■ Task description
Write out the management skills exercises word for word from "Read the case" to "Resource Group (BMRG).".

+++ Page excerpt +++

Management Skills Exercises

Learning activities in this section are aimed at helping you develop organizational change skills.

 Cases

How Huntington Hospital Introduced Electronic Health Records

“How Huntington Hospital Introduced Electronic Health Records” (p. 241) and its related Challenge Case Summary were written to help you better understand the management concepts contained in this chapter. Answer the following discussion questions about the Challenge Case to better understand how concepts relating to organizational change and stress can be applied in a company such as Huntington.

  1. 11-4. How difficult would it be for a lower-level administrator to spearhead an effort to find new electronic applications for record keeping throughout Huntington and actually implement the changes? Explain.

  2. 11-5. Do you think that employees at Huntington would tend to resist the efforts of this lower-level administrator more than they would resist those of a higher-level administrator? Why or why not?

  3. 11-6. What elements of the change process at Huntington described in the case might cause organization members to experience stress? What could a change agent do to help alleviate this stress? Be specific.

Business Management Resource Group’s Virtual Offices

Read the case and answer the questions that follow. Studying this case will help you better understand how concepts relating to organizational change and virtuality can be applied in a company such as Business Management Resource Group (BMRG).

Business Management Resource Group (BMRG) is not your ordinary accounting firm. Typically, this kind of business rents office space, which projects an image of stability and prosperity. There, accountants and support staff work together to meet with clients and prepare reports. BMRG, in contrast, does not operate out of a brick-and-mortar office. Instead, the Connecticut-based company’s two dozen employees operate in their own locations and keep in touch mainly online.

+++ Data records +++

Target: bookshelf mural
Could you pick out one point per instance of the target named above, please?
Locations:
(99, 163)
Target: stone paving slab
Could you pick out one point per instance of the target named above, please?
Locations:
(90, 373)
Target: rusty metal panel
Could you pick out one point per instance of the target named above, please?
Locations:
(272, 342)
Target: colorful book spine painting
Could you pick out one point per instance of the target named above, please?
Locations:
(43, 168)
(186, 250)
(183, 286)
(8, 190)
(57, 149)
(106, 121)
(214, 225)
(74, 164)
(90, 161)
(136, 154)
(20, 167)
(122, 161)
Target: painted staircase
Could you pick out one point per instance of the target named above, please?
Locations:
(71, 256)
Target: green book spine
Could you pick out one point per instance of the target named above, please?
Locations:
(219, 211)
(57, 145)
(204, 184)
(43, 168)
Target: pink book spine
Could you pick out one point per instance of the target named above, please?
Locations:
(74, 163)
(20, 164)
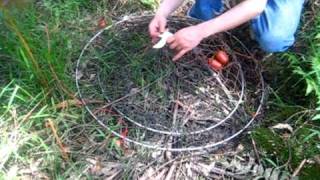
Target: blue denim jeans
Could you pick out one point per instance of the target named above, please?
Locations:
(274, 29)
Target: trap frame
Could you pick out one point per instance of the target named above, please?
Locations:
(183, 106)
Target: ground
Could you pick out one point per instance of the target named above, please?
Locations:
(46, 133)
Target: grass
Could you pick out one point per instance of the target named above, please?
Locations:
(294, 101)
(45, 133)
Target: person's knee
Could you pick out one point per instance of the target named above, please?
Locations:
(275, 41)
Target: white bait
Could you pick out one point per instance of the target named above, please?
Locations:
(164, 36)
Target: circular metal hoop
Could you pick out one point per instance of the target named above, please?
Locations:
(161, 147)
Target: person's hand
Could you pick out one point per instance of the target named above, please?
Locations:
(157, 26)
(185, 40)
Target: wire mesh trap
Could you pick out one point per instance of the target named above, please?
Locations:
(151, 101)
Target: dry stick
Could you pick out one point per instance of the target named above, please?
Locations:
(296, 172)
(255, 150)
(171, 170)
(49, 124)
(161, 174)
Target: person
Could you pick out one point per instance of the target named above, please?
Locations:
(273, 22)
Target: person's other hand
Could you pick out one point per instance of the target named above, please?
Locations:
(157, 26)
(185, 40)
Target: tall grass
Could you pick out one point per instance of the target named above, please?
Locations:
(307, 65)
(35, 40)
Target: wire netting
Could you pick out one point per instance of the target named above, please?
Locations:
(177, 106)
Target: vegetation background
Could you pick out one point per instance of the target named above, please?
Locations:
(45, 132)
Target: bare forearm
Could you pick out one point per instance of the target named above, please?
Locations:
(168, 6)
(236, 16)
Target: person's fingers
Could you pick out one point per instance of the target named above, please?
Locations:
(154, 40)
(170, 40)
(173, 45)
(180, 54)
(162, 26)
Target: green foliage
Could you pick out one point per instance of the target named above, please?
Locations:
(153, 4)
(308, 65)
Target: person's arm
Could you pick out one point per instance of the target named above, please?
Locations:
(159, 22)
(188, 38)
(168, 6)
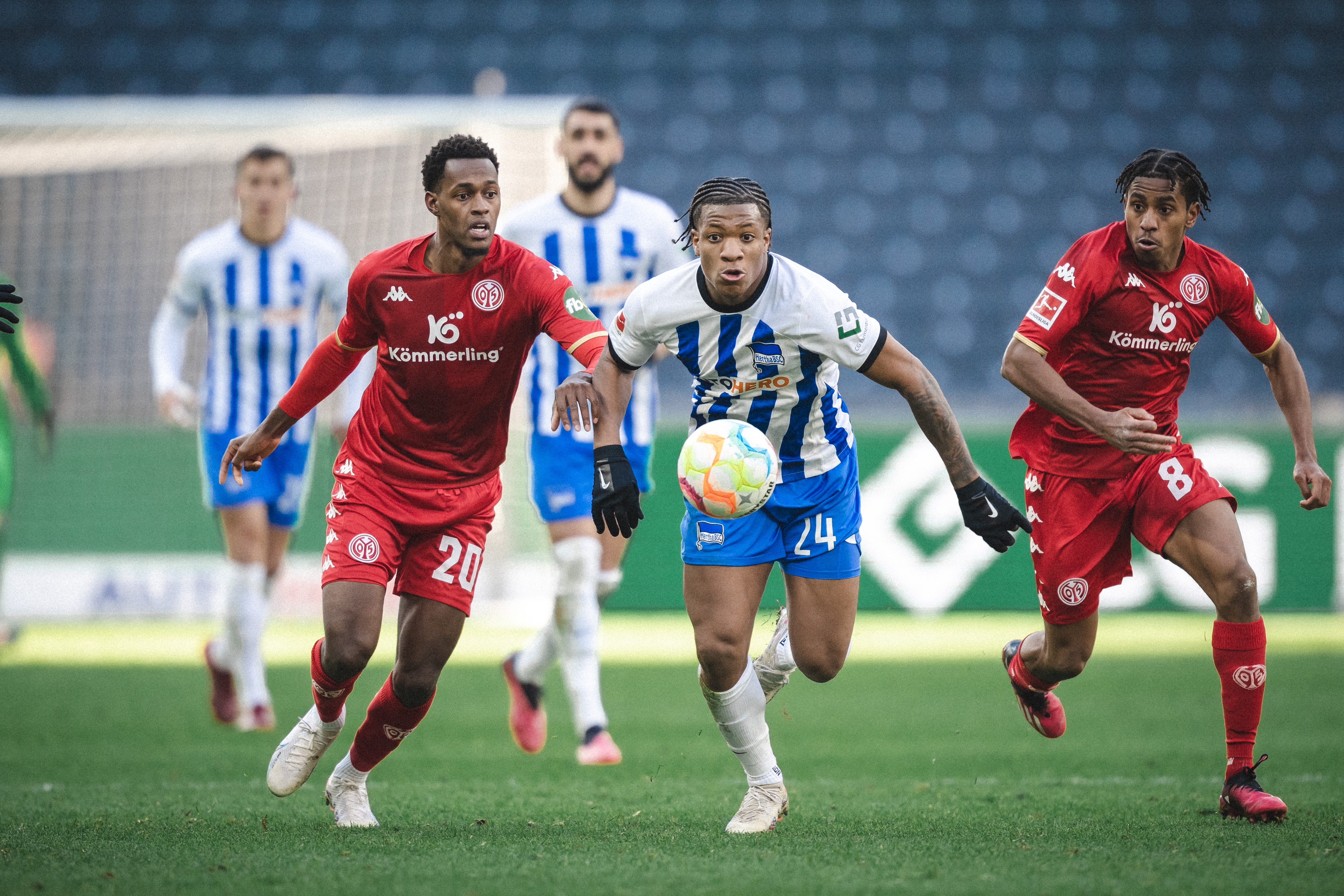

+++

■ Exercise result
Read the case and answer the questions that follow. Studying this case will help you better understand how concepts relating to organizational change and virtuality can be applied in a company such as Business Management Resource Group (BMRG).